### WHAT IS ASKED
Copy out exactly each line from the line with "Target: gray plaid umbrella" through the last line of the material below.

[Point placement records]
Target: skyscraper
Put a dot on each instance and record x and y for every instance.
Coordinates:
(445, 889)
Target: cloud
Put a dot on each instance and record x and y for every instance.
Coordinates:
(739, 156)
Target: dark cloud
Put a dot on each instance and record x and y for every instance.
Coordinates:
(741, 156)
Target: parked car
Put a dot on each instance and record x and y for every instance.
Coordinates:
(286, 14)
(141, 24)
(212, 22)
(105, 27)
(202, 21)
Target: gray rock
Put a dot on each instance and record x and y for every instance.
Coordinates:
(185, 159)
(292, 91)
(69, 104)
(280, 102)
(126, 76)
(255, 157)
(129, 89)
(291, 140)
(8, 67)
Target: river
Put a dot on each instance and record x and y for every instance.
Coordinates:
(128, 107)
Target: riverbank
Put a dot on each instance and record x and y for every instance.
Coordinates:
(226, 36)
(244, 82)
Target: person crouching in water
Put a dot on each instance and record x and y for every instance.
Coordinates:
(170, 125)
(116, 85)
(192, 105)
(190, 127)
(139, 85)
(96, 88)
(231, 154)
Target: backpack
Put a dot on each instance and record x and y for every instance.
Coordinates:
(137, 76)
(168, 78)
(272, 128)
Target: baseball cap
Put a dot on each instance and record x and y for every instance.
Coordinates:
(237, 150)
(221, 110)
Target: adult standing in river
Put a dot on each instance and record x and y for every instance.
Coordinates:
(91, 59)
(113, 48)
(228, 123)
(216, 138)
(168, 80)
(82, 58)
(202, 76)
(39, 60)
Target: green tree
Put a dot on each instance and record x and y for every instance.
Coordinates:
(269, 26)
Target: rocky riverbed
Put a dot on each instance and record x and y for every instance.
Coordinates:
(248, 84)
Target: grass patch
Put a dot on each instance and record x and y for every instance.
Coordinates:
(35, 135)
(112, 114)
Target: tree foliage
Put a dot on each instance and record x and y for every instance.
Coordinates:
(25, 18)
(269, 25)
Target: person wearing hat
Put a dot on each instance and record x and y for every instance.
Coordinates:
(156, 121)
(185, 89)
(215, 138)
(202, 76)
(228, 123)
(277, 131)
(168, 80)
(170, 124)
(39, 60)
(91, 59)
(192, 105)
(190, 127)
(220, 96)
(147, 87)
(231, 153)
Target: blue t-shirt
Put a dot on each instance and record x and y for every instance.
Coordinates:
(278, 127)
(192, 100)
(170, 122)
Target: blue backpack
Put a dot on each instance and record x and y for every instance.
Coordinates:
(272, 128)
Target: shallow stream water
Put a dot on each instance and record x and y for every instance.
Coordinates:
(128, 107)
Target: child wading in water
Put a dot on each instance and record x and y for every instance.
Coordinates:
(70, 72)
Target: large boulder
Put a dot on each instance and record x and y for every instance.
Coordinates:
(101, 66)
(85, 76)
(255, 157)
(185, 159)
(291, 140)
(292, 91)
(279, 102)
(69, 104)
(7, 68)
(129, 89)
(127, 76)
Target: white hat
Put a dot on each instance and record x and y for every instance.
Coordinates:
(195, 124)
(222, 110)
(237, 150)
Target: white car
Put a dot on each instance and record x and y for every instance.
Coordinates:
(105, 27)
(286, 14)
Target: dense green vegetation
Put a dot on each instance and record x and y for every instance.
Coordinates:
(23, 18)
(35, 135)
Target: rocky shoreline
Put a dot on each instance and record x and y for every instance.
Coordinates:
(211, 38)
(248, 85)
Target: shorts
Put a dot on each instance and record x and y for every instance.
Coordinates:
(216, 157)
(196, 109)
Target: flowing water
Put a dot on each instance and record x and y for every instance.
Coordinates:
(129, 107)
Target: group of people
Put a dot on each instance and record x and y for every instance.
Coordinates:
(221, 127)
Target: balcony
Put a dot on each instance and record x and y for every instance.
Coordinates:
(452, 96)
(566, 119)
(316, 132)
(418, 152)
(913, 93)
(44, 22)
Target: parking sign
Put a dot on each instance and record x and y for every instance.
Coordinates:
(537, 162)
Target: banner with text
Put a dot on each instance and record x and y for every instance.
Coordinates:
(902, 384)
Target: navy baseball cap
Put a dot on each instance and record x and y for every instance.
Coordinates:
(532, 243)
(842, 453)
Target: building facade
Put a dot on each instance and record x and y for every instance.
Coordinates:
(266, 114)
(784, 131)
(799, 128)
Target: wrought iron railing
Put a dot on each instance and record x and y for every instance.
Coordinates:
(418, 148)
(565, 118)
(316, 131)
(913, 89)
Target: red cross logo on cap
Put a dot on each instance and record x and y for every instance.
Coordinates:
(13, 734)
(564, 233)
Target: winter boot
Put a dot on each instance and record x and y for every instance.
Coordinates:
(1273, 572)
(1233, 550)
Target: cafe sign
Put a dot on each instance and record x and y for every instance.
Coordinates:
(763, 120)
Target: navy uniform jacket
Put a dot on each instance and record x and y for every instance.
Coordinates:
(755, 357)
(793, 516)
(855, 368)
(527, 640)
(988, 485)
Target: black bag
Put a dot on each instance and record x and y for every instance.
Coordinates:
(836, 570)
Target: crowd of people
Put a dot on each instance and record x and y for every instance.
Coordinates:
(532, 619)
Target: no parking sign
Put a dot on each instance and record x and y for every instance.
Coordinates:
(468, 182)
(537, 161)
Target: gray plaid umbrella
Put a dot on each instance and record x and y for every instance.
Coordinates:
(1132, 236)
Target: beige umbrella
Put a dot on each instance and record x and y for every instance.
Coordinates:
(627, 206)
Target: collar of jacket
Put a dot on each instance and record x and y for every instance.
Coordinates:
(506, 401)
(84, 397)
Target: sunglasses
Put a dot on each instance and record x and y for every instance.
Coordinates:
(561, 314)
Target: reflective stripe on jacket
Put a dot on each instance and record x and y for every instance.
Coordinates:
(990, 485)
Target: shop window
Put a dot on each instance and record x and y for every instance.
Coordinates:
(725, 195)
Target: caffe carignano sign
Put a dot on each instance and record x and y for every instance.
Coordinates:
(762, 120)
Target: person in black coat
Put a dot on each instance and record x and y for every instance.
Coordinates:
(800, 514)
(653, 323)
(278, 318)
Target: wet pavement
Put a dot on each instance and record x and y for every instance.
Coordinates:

### WRITTEN ANSWER
Target: gray plaid umbrella
Put a dot on each instance and record x and y for every instance.
Coordinates:
(1132, 236)
Target: beige umbrella
Put a dot on each instance and record x and y for every instance.
Coordinates:
(627, 206)
Target: collar of jacket
Put a dot on each instance and record x and y for every instance.
Coordinates:
(506, 401)
(84, 397)
Target: sunglasses
Put a dot on each instance and record x and y for every instance.
Coordinates:
(561, 314)
Target: reflective stripe on jacket
Put a dot on each instance and record x and y for every instance.
Coordinates:
(990, 485)
Target: shop window
Put a dot on each instance and record x and y for every instance.
Coordinates:
(725, 195)
Target: caffe carignano sign
Put a dot on each instance and record x and y for every instance.
Coordinates:
(762, 120)
Target: person in black coat
Put a dot on each instance and record x and y for every instance.
Coordinates:
(800, 514)
(653, 323)
(278, 318)
Target: wet pavement
Put a dot on each instance and record x and y for every instance.
Coordinates:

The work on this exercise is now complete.